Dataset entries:
★ ★ ★

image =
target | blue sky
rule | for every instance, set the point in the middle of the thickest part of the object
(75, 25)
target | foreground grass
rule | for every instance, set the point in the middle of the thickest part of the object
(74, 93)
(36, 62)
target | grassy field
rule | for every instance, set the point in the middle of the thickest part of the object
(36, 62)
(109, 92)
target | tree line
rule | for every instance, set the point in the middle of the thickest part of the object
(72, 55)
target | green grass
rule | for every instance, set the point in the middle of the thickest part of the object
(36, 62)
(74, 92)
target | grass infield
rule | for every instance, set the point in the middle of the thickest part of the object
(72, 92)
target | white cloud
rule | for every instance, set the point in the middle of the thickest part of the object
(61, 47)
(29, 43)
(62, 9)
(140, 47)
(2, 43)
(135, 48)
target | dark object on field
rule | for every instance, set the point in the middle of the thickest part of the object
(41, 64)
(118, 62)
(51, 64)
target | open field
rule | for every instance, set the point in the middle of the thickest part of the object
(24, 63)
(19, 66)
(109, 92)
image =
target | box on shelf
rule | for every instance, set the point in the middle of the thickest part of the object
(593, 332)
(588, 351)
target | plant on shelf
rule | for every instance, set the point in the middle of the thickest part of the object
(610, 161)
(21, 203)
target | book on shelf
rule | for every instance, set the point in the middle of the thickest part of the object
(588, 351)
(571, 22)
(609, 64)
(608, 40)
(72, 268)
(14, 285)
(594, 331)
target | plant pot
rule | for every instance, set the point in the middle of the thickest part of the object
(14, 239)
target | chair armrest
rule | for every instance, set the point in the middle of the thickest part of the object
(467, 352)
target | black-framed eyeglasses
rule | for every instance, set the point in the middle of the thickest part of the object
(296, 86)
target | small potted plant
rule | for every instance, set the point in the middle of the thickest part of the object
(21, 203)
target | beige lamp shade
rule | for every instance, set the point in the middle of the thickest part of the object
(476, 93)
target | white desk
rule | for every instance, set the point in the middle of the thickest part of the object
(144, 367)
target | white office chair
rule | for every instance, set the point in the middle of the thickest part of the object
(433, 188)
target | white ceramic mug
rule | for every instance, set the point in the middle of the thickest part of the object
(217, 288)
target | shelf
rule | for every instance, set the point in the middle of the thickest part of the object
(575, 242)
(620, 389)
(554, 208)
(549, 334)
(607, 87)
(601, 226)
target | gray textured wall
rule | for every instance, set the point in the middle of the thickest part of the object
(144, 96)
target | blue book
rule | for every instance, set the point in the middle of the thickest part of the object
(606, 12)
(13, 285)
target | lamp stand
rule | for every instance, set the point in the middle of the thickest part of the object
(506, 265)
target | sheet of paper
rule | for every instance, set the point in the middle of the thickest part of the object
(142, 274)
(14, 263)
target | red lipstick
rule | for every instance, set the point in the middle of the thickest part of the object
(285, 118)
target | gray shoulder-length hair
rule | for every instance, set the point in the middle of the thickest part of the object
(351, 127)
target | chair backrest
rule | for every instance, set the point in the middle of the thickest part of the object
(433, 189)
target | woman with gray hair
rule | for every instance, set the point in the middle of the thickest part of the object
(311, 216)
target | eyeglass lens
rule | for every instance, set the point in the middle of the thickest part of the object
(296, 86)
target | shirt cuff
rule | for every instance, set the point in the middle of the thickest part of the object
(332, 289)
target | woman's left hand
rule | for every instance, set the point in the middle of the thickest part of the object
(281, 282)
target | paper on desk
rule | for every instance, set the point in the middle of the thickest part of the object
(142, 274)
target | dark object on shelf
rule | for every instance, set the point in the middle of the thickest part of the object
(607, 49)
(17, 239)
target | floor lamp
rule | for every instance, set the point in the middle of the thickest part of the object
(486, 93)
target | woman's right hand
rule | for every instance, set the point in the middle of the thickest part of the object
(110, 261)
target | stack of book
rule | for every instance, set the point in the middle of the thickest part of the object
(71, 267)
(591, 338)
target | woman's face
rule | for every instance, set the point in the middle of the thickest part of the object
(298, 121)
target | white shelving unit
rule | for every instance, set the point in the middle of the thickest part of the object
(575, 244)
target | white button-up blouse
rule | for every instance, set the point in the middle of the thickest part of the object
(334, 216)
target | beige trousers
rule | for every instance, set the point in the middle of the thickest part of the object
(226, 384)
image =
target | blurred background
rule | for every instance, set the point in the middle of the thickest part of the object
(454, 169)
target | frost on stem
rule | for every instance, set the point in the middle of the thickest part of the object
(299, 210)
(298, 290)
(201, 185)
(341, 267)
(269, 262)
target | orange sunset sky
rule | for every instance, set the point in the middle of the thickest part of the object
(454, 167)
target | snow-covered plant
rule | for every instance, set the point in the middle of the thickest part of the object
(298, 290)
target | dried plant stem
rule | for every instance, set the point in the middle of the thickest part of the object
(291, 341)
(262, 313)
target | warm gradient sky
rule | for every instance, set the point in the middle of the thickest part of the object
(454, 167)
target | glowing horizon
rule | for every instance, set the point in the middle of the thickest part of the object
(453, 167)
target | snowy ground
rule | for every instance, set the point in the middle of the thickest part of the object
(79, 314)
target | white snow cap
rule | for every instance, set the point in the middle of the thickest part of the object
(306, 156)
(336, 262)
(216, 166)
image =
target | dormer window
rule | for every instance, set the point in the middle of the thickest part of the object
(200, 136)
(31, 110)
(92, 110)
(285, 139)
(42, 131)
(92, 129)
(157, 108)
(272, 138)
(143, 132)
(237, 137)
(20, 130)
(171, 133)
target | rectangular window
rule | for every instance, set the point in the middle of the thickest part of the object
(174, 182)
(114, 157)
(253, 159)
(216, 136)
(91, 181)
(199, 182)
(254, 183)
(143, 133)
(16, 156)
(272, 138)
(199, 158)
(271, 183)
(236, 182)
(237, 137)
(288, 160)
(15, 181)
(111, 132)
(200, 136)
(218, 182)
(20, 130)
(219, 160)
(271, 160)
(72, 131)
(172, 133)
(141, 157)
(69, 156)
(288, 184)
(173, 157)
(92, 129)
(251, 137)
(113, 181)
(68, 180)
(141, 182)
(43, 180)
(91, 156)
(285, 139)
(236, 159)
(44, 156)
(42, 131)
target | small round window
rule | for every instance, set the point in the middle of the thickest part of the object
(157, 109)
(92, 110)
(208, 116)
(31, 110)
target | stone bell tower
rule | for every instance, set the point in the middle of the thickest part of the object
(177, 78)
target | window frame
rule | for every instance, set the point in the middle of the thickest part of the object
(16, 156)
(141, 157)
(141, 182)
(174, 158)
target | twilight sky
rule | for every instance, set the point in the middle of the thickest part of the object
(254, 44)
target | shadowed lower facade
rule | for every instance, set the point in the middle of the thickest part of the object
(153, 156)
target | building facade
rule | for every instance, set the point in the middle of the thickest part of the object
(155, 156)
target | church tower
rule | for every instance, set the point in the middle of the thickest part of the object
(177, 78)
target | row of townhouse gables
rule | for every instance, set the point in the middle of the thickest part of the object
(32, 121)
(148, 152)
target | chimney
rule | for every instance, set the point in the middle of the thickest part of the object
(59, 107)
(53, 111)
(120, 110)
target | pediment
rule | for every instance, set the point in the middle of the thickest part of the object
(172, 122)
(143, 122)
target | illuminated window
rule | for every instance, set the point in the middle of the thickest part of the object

★ ★ ★

The whole block of data above should be printed again verbatim.

**YOUR RESPONSE**
image =
target | blue sky
rule | for every instance, set the point in the middle of the thickest part of the object
(75, 25)
target | foreground grass
rule | for every instance, set the point in the middle of the thickest part of the object
(74, 93)
(36, 62)
target | grassy field
rule | for every instance, set the point in the middle of the thickest part of the object
(36, 62)
(109, 92)
target | tree line
rule | for every instance, set the point in the middle of the thickest part of the object
(72, 55)
target | green grass
rule | for every instance, set the point in the middle of the thickest part of the object
(36, 62)
(74, 92)
target | grass infield
rule | for every instance, set the point in the middle of the thickest part of the object
(72, 92)
target | white cloud
rule | for every instance, set the point in the middle of the thickest part of the object
(61, 47)
(29, 43)
(62, 9)
(140, 47)
(2, 43)
(135, 48)
target | dark object on field
rule | for every instance, set the point in the middle of the thickest part of the object
(41, 64)
(118, 62)
(51, 64)
target | open field
rule | for every instance, set the point in the middle of the thickest part of the object
(24, 63)
(19, 66)
(109, 92)
image =
target | box on shelf
rule | for every instance, set the point in the middle of the thickest part of the object
(593, 332)
(588, 351)
target | plant on shelf
rule | for every instance, set the point in the middle of the thickest part of the object
(610, 161)
(21, 203)
target | book on shelf
rule | for every instance, set the point in the middle of the thickest part of the object
(588, 351)
(571, 22)
(609, 64)
(608, 40)
(72, 268)
(14, 285)
(594, 331)
target | plant pot
rule | for every instance, set the point in the middle of the thickest part of the object
(14, 239)
target | chair armrest
rule | for every instance, set the point in the middle of the thickest part of the object
(467, 352)
target | black-framed eyeglasses
rule | for every instance, set the point in the middle of the thickest part of the object
(296, 86)
target | small potted plant
rule | for every instance, set the point in the middle of the thickest part of the object
(21, 203)
target | beige lamp shade
rule | for every instance, set the point in the middle of the thickest part of the object
(476, 93)
target | white desk
rule | for every instance, set the point in the middle of the thickest part of the object
(144, 367)
target | white office chair
rule | for every instance, set the point in the middle of the thickest part of the object
(433, 188)
target | white ceramic mug
rule | for every instance, set the point in the middle of the thickest part of the object
(217, 288)
target | shelf
rule | for every instance, set the point in the middle of the thickest part of the object
(575, 242)
(620, 389)
(554, 208)
(549, 334)
(607, 87)
(601, 226)
target | gray textured wall
rule | for every instance, set the point in the middle of the thickest part of the object
(144, 96)
target | blue book
rule | for every instance, set the point in the middle of the thickest part of the object
(606, 12)
(13, 285)
target | lamp stand
rule | for every instance, set the point in the middle of the thickest part of the object
(506, 265)
target | sheet of paper
rule | for every instance, set the point in the middle of the thickest part of the object
(142, 274)
(14, 263)
target | red lipstick
rule | for every instance, set the point in the middle of the thickest part of the object
(285, 118)
target | gray shoulder-length hair
rule | for every instance, set the point in the middle of the thickest part of the object
(351, 127)
target | chair backrest
rule | for every instance, set the point in the middle of the thickest part of the object
(433, 189)
target | woman with gray hair
rule | for every instance, set the point in the middle of the thickest part of the object
(311, 216)
target | eyeglass lens
rule | for every instance, set the point in the middle of the thickest part of the object
(296, 86)
target | shirt cuff
rule | for every instance, set the point in the middle of the thickest part of the object
(332, 289)
target | woman's left hand
rule | for every instance, set the point in the middle of the thickest part of the object
(281, 282)
target | paper on desk
rule | for every instance, set the point in the middle of the thickest part of the object
(142, 274)
target | dark object on shelf
rule | for every instance, set the point in the middle of the thickest part of the object
(607, 49)
(17, 239)
target | floor lamp
rule | for every instance, set the point in the middle of the thickest part of the object
(486, 93)
target | woman's right hand
rule | for every instance, set the point in the middle of the thickest part of the object
(110, 261)
target | stack of book
rule | for every instance, set the point in the middle of the thickest part of the object
(71, 267)
(591, 338)
target | woman's face
rule | for every instance, set the point in the middle of the thickest part of the object
(298, 121)
target | white shelving unit
rule | for every instance, set the point in the middle of the thickest part of the object
(575, 244)
target | white button-up blouse
rule | for every instance, set the point in the middle of the thickest part of the object
(334, 216)
target | beige trousers
rule | for every instance, set the point in the middle of the thickest part of the object
(226, 384)
image =
target | blurred background
rule | for every instance, set the point in the middle of the thickest part of the object
(454, 169)
target | frost on stem
rule | for every instance, set the point in the middle of the thickest part of the object
(299, 210)
(298, 290)
(201, 185)
(341, 267)
(269, 262)
target | orange sunset sky
rule | for every instance, set the point in the middle of the thickest part of the object
(454, 167)
target | snow-covered plant
rule | for every instance, set the point in the middle of the thickest part of the object
(298, 290)
target | dried plant stem
rule | for every instance, set the point in the middle of the thickest part of the object
(291, 341)
(262, 313)
target | warm gradient sky
rule | for every instance, set the point in the middle of the thickest part of the object
(454, 167)
target | glowing horizon
rule | for every instance, set the point in the middle of the thickest part of the object
(453, 167)
target | snowy ground
rule | for every instance, set the point in the middle of the thickest part of the object
(79, 314)
target | white snow cap
rule | for every instance, set the point in the middle of the thickest part of the object
(306, 156)
(336, 262)
(216, 166)
image =
target | dormer window
rule | for every instance, set the point in the middle of the thickest part of the object
(200, 136)
(31, 110)
(92, 110)
(285, 139)
(42, 131)
(92, 129)
(157, 108)
(272, 138)
(143, 132)
(237, 137)
(20, 130)
(171, 133)
target | rectangular window
rule | for every instance, set the point in the middle of the thickest part of the object
(174, 182)
(114, 157)
(253, 159)
(216, 136)
(91, 181)
(199, 182)
(254, 183)
(143, 133)
(16, 156)
(272, 138)
(199, 158)
(271, 183)
(236, 182)
(237, 137)
(288, 160)
(15, 181)
(111, 132)
(200, 136)
(218, 182)
(20, 130)
(219, 160)
(271, 160)
(72, 131)
(172, 133)
(141, 157)
(69, 156)
(288, 184)
(173, 157)
(92, 129)
(251, 137)
(113, 181)
(68, 180)
(141, 182)
(43, 180)
(91, 156)
(285, 139)
(236, 159)
(44, 156)
(42, 131)
target | small round window
rule | for every instance, set the point in the middle of the thickest part of the object
(157, 109)
(92, 110)
(208, 116)
(31, 110)
target | stone bell tower
rule | for every instance, set the point in the middle of the thickest part of the object
(177, 78)
target | window frame
rule | for every instance, set the point in the middle of the thickest part of the object
(16, 156)
(141, 157)
(141, 182)
(174, 158)
target | twilight sky
rule | for every instance, set the point in the middle of the thickest part of the object
(254, 44)
target | shadowed lower facade
rule | for every instance, set the point in the middle of the thickest part of the object
(153, 156)
target | building facade
rule | for every instance, set the point in the middle of the thickest part of the object
(155, 156)
target | church tower
rule | for every instance, set the point in the middle of the thickest part of the object
(177, 78)
target | row of townhouse gables
rule | for every instance, set the point in the middle of the thickest part of the object
(32, 121)
(148, 152)
target | chimney
rule | for every instance, set the point in the middle of the thickest part of the object
(59, 107)
(53, 111)
(120, 110)
target | pediment
rule | for every instance, set the point in the middle of the thickest part of the object
(172, 122)
(143, 122)
target | illuminated window
rule | for every instance, set the point in the middle of the thickest part of the object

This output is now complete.